* TASKS TO COMPLETE
(a) According to the seminar announcement, which museum is planning the exhibition that the seminar aims to sketch?
(b) Switch "blue flower" to "purple flower" in the listing, starting at the line that contains "If you could indicate the blue flower" and ending at the line that contains "point(266, 119)". Return only those lines, otherwise unchanged.

#### PROVIDED TEXT

Block seminar

Summer Semester 2021

Exhibiting: Auschwitz – History and Impact

Lecturers: Prof. Dr. Raphael Gross/Fritz Backhaus (German Historical Museum)

Time: 4 June (11.15 a.m. to 12.45 p.m.), 9 June (3.15 p.m. to 4.45 p.m.), 11 June (11.15 a.m. to 12.45 p.m.), 16 June (3.15 p.m. to 4.45 p.m.), and 18 June 2021 (11.15 a.m. to 12.45 p.m.) (block seminar)

Start: 7 May 2021

digital event, if possible with presence parts in the Dubnow Institute

Seminar Language: German

Description: The history and aftermath of the concentration and extermination camp Auschwitz, which was created by the German occupiers in Poland, shaped the twentieth century like no other event. Auschwitz has become a synonym for the Holocaust itself. Knowledge of the mass murder, its legal prosecution in the immediate postwar years in Poland, and the trails that took place following a considerable delay in the Federal Republic of Germany belong to a range of topics alongside literary, philosophical, filmic, and artistic engagements that exemplify the special significance of this concentration and extermination camp into the present day. This seminar aims to sketch an exhibition that is being planned at the German Historical Museum. Besides the presentation of events that took place at this site since the camp was created in 1941, it will focus on engagements with Auschwitz and its impact into the present day.

########
#### SOURCE DATA

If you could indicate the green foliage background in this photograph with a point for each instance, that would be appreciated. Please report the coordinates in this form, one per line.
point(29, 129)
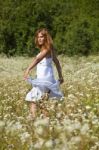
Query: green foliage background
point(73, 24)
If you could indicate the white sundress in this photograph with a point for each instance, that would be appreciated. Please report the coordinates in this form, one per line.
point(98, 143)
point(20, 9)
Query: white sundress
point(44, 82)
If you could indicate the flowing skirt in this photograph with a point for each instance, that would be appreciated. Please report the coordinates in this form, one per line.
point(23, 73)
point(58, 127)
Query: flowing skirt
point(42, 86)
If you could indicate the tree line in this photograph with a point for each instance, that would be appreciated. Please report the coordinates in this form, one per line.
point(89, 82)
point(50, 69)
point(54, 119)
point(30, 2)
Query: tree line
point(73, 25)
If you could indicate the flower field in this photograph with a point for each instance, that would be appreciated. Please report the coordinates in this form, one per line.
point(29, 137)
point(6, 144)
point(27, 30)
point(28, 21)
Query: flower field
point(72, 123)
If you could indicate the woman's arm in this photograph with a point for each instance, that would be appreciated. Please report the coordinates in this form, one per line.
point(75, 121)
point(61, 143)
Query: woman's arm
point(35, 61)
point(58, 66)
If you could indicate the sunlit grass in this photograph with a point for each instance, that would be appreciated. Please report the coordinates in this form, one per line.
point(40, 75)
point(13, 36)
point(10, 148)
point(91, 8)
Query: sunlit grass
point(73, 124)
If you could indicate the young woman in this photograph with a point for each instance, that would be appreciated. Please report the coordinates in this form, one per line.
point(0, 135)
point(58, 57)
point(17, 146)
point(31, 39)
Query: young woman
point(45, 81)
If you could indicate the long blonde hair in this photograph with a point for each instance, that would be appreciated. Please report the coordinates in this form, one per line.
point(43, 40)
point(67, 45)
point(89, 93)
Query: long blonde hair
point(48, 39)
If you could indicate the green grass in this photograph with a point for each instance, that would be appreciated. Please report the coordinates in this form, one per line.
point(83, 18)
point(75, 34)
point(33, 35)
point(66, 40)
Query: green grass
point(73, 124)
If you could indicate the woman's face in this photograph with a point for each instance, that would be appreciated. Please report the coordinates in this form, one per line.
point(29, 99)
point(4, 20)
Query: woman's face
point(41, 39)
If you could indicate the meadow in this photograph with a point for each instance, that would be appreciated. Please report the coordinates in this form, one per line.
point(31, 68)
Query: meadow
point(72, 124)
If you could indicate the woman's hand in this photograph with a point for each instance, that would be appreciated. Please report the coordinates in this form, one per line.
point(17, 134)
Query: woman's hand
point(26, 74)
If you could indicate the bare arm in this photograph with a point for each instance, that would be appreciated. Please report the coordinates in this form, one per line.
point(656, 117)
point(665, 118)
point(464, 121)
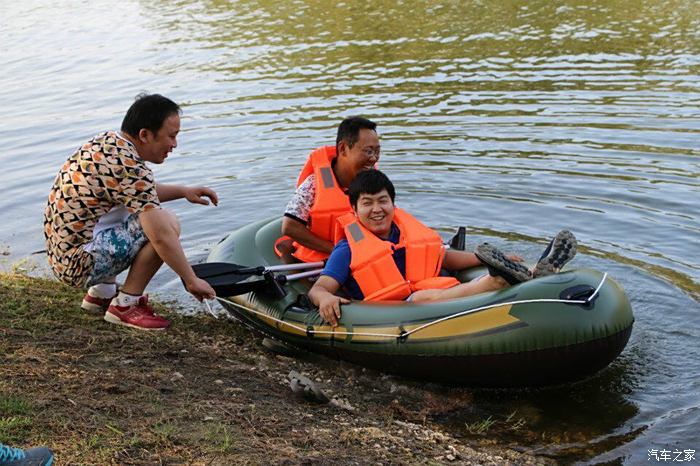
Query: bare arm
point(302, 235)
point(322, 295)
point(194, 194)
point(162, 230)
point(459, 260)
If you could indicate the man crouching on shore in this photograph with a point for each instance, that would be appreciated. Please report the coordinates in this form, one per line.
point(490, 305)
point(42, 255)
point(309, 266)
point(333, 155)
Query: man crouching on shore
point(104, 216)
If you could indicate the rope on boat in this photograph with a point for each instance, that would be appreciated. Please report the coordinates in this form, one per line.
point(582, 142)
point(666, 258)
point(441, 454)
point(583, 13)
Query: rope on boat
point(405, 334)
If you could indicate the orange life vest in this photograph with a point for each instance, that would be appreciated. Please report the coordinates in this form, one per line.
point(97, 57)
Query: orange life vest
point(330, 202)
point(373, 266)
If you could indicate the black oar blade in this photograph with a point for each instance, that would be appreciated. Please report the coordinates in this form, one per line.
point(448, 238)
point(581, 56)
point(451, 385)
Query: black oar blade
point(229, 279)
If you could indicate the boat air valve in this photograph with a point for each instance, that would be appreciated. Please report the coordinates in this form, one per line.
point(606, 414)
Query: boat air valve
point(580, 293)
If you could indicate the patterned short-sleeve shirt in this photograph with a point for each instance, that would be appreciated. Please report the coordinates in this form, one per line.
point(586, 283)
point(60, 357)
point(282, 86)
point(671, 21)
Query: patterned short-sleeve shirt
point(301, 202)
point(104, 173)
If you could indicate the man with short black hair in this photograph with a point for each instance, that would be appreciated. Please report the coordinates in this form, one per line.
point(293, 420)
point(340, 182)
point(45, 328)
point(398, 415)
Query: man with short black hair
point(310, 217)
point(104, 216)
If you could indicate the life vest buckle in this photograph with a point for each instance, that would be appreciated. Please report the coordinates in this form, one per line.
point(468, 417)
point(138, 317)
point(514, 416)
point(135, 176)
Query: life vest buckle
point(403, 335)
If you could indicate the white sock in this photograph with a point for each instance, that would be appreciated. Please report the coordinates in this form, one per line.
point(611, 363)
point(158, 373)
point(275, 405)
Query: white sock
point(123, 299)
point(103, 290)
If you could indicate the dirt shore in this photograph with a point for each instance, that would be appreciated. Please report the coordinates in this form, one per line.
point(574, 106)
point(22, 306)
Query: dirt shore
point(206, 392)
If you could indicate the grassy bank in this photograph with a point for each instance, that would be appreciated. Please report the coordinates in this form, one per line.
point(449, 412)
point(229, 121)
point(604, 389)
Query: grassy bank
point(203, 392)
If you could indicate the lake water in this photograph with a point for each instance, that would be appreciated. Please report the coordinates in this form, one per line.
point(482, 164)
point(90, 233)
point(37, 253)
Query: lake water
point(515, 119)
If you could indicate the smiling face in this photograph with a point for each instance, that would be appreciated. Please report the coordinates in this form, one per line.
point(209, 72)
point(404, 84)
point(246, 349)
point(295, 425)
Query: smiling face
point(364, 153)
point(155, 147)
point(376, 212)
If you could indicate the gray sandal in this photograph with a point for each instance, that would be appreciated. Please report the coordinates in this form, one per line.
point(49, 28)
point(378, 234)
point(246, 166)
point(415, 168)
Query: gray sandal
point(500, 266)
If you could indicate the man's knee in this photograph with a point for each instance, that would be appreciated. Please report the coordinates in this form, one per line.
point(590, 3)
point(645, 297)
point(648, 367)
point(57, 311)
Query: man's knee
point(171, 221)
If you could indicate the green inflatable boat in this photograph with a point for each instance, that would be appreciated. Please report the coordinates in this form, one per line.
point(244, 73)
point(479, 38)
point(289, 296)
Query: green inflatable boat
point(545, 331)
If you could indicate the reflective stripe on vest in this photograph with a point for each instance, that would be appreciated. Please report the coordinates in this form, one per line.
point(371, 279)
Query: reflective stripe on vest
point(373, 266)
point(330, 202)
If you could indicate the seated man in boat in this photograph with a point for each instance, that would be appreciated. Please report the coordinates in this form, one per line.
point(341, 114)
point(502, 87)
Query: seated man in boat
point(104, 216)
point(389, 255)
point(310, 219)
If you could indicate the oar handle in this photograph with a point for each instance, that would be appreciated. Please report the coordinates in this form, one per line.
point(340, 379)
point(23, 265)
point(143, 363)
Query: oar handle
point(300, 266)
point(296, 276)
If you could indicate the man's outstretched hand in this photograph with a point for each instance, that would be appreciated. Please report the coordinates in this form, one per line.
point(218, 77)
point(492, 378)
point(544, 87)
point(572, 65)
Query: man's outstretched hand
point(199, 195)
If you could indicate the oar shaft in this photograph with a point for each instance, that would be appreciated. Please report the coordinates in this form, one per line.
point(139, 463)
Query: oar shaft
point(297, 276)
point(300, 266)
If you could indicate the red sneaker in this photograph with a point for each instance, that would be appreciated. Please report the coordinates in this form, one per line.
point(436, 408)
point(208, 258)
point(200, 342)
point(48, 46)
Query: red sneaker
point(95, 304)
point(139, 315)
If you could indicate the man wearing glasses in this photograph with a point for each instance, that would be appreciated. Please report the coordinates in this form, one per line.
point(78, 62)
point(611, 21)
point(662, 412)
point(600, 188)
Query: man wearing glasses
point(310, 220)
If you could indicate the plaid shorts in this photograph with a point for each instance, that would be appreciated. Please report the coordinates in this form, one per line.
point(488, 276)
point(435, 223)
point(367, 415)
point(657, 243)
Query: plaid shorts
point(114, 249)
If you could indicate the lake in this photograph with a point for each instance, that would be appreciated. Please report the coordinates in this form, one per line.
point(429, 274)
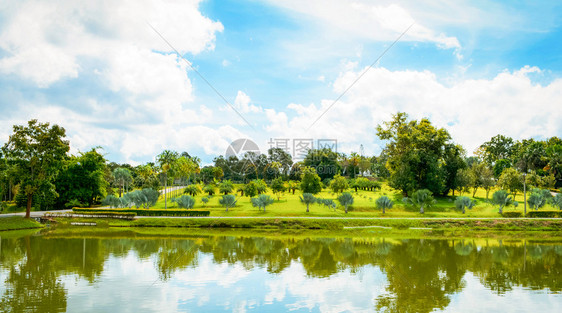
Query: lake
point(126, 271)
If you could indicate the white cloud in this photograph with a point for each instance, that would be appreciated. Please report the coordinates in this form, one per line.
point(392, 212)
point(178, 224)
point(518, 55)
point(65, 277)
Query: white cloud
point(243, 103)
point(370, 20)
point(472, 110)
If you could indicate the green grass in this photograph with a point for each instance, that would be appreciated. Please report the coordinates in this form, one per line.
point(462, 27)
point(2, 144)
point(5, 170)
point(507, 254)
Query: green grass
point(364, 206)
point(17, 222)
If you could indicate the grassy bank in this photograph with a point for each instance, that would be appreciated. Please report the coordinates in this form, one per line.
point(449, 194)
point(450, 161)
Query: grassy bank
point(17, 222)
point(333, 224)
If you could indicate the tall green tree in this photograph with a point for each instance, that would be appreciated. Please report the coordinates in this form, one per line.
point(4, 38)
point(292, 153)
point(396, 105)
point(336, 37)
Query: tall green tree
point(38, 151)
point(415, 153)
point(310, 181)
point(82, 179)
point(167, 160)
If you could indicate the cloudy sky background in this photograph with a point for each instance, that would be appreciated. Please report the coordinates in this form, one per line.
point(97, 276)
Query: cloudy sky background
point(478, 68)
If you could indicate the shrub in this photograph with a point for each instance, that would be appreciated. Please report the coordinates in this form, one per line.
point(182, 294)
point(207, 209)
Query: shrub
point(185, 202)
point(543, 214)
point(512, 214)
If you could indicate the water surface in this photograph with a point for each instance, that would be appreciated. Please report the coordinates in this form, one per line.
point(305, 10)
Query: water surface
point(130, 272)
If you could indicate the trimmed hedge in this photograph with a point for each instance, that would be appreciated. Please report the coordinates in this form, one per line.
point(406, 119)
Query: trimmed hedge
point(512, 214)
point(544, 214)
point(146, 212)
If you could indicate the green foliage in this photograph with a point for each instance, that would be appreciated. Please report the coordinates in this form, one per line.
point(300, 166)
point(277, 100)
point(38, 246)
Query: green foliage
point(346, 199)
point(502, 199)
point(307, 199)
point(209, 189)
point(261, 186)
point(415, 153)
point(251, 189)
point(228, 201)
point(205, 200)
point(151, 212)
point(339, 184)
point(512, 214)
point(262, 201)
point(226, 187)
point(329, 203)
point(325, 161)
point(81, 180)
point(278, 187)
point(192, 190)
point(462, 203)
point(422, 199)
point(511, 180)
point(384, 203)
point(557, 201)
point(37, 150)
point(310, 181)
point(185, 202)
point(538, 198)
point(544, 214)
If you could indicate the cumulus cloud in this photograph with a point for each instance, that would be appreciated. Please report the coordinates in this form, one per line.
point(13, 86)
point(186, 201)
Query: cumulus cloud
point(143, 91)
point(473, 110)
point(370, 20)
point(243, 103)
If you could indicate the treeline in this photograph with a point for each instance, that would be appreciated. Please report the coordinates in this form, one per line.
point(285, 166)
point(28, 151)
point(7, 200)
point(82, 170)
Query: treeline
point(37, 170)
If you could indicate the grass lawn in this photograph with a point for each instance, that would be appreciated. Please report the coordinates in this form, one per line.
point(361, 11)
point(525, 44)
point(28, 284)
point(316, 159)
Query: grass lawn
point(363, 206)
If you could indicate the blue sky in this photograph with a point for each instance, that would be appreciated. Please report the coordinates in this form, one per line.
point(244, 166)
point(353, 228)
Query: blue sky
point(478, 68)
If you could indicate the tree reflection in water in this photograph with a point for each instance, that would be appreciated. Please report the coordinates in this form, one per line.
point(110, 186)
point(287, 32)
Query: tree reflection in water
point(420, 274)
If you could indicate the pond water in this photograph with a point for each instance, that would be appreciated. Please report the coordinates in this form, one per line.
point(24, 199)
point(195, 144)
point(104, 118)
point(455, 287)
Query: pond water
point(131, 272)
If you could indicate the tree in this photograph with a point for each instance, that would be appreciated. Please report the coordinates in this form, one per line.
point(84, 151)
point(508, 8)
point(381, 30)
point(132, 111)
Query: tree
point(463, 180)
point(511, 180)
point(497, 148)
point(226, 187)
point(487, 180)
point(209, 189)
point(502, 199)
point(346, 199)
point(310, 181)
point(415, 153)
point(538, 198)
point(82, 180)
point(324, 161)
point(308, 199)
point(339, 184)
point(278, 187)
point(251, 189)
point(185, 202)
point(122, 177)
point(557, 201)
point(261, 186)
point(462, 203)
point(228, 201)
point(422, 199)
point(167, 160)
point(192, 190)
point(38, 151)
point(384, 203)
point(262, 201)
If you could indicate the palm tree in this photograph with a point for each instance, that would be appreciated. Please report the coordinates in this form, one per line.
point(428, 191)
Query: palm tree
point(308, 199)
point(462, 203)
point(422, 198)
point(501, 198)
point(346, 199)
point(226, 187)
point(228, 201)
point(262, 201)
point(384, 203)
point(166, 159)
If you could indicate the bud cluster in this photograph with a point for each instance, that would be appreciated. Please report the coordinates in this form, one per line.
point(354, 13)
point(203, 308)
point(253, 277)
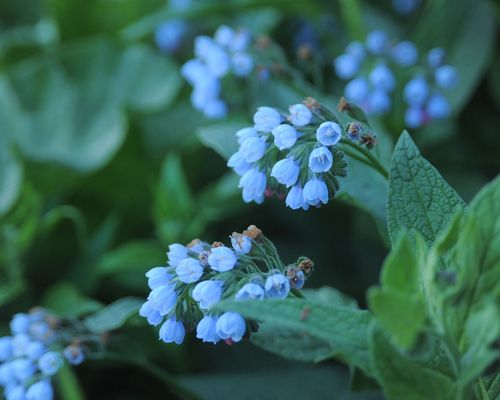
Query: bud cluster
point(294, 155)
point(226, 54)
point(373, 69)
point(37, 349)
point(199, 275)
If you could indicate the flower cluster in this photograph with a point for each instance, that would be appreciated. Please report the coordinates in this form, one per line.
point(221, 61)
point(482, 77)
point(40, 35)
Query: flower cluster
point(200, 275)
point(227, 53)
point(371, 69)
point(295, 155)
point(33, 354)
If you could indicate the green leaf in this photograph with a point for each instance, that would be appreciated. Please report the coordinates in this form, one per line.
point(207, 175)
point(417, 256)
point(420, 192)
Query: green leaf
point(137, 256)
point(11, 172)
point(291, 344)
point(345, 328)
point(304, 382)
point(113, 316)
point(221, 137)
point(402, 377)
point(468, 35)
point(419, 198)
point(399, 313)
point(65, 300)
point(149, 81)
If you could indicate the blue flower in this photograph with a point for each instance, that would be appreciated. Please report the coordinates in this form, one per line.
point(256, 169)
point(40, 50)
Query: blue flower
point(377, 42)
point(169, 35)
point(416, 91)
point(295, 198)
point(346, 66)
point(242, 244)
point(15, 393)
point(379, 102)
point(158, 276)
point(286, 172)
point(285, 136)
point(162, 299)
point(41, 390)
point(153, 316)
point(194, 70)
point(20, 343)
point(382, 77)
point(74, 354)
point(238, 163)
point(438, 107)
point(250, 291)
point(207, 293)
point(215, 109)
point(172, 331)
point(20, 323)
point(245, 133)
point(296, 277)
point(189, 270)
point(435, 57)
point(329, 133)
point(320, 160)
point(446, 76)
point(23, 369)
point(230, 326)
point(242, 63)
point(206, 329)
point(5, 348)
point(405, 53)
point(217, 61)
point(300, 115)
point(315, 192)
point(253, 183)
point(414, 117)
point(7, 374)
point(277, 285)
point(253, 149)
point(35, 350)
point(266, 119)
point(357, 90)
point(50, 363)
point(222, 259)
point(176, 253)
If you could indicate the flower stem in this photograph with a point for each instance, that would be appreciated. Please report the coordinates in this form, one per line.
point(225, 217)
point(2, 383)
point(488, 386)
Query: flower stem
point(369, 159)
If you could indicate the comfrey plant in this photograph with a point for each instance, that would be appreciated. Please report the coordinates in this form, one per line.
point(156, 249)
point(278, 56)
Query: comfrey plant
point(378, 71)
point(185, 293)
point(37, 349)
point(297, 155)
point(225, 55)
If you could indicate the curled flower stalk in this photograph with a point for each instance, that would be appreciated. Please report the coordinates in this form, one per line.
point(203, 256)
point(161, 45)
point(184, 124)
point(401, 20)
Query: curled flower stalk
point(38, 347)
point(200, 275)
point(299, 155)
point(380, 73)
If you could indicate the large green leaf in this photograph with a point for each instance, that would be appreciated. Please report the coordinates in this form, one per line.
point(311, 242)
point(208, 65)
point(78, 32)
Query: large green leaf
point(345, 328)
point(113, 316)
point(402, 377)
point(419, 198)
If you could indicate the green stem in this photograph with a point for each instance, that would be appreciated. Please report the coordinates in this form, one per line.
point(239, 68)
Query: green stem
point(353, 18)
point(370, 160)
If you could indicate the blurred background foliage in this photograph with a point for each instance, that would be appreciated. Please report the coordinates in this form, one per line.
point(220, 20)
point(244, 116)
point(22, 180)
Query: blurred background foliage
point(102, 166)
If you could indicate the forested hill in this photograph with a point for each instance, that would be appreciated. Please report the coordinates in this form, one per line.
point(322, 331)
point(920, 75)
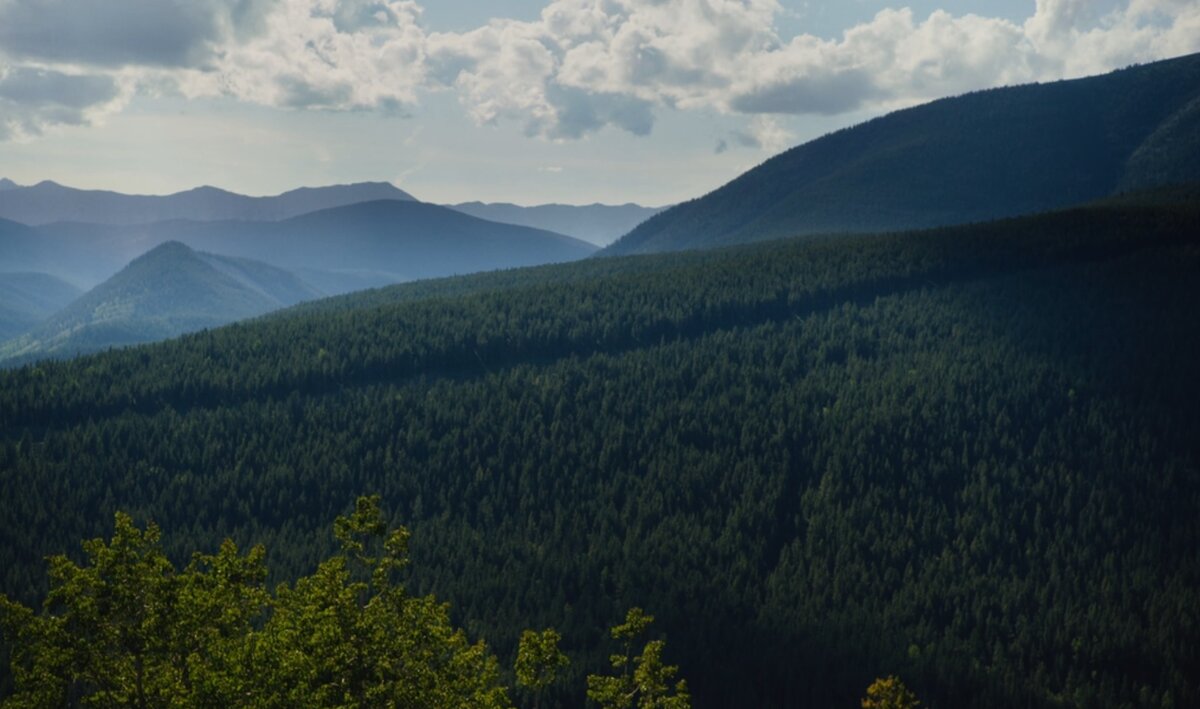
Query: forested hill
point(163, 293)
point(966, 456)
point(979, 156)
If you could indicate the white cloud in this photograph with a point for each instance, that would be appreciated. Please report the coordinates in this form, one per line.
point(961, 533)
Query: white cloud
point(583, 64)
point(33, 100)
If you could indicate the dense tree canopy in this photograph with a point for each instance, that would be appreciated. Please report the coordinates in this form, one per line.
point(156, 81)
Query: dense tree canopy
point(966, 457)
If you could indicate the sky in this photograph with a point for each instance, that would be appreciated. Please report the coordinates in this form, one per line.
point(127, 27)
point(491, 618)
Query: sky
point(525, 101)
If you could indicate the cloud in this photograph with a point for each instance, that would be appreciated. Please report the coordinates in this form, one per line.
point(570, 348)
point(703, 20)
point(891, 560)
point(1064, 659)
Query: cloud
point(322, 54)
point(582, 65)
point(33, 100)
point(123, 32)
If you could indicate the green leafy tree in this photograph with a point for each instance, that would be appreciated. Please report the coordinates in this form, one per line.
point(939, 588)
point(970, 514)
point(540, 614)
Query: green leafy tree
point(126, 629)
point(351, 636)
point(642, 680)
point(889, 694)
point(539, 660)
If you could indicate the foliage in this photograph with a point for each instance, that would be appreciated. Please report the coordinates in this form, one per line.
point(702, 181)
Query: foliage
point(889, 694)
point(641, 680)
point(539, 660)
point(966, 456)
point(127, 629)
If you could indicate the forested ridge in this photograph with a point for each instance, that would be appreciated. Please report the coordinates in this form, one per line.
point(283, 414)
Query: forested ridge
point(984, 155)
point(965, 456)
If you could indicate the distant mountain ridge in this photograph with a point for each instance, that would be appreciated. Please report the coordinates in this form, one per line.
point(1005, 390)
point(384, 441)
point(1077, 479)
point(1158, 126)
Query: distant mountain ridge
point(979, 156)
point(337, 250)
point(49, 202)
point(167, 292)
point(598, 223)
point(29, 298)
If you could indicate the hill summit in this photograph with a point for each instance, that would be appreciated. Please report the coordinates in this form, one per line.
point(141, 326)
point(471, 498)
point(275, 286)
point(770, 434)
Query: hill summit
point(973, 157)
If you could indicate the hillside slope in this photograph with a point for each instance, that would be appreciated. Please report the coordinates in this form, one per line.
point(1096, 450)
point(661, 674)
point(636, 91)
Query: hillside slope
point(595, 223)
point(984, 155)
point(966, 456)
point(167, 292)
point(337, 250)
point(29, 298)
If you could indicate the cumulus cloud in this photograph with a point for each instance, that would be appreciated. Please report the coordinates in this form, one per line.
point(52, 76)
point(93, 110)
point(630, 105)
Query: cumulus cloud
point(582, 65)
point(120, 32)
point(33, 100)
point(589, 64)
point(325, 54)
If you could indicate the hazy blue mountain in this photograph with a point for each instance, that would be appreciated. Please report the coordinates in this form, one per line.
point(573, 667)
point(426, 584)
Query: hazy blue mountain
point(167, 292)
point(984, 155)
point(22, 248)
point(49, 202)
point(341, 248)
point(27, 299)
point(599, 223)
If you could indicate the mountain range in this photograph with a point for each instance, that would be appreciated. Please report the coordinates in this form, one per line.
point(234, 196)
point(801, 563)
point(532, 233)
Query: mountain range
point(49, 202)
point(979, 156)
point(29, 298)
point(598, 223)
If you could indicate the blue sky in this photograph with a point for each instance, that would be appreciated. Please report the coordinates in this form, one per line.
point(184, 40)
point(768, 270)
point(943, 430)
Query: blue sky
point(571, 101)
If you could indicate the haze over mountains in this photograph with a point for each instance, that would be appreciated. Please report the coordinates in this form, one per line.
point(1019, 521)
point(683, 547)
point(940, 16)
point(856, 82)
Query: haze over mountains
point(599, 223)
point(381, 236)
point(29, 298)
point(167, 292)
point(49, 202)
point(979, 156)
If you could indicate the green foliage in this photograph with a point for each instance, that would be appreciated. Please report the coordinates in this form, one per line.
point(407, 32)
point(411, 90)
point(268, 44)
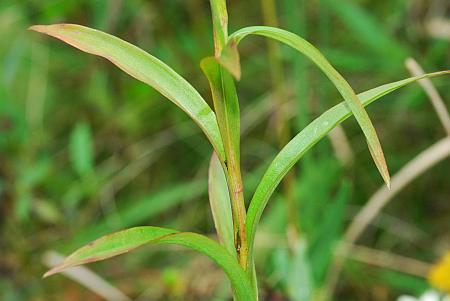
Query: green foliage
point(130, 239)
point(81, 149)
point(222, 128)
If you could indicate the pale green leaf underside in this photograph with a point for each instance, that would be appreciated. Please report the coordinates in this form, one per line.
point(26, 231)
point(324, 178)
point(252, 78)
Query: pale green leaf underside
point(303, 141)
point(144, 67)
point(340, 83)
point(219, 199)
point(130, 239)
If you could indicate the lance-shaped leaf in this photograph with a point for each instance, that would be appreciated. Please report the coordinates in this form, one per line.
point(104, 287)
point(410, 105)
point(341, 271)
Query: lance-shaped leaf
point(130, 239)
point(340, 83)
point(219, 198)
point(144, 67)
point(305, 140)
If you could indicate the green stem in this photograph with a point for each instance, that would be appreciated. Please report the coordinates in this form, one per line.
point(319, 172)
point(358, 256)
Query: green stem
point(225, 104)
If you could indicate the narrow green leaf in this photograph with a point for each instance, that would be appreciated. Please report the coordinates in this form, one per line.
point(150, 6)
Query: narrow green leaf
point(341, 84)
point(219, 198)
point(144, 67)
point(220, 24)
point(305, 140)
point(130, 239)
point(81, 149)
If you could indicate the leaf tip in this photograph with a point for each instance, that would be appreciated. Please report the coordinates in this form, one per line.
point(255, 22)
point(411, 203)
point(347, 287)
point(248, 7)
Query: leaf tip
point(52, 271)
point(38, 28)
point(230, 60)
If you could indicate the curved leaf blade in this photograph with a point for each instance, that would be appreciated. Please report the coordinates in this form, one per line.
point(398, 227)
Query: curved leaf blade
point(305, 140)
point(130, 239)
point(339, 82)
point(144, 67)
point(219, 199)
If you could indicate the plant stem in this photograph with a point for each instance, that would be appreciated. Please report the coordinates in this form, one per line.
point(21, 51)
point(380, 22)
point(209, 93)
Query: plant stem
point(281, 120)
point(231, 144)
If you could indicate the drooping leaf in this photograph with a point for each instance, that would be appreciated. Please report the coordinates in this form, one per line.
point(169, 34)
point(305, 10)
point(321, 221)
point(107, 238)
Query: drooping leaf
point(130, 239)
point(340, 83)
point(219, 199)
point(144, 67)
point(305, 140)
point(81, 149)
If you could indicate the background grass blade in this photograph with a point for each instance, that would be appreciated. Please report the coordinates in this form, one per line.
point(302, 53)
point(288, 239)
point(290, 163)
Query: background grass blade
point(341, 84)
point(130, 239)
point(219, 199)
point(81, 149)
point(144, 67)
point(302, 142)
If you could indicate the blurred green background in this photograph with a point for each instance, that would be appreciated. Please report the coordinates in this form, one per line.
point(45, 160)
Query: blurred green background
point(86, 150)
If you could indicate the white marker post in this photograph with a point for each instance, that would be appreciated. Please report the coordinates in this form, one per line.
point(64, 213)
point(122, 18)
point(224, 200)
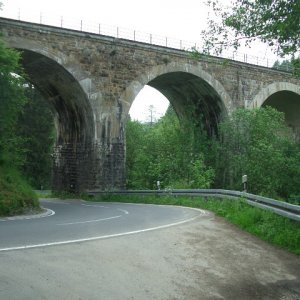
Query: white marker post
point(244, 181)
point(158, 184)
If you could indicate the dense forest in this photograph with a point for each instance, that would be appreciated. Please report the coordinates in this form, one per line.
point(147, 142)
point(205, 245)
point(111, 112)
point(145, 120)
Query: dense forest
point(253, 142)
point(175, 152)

########

* ANSWER SET
(a) The German Historical Museum.

(b)
If you could indicate the purple flower in this photograph with a point for each instance, that would be appreciated. Please report the coordinates in this form, one per line.
point(256, 169)
point(40, 50)
Query: purple flower
point(377, 42)
point(169, 35)
point(416, 91)
point(295, 198)
point(346, 66)
point(242, 244)
point(15, 393)
point(379, 102)
point(158, 276)
point(286, 172)
point(285, 136)
point(162, 299)
point(41, 390)
point(153, 316)
point(194, 70)
point(20, 343)
point(382, 77)
point(74, 354)
point(238, 163)
point(438, 107)
point(250, 291)
point(207, 293)
point(215, 109)
point(172, 331)
point(20, 323)
point(245, 133)
point(296, 277)
point(189, 270)
point(435, 57)
point(329, 133)
point(320, 160)
point(446, 76)
point(23, 369)
point(230, 326)
point(242, 63)
point(206, 329)
point(5, 348)
point(405, 53)
point(217, 61)
point(300, 115)
point(315, 192)
point(253, 183)
point(414, 117)
point(7, 374)
point(277, 285)
point(253, 149)
point(35, 350)
point(266, 119)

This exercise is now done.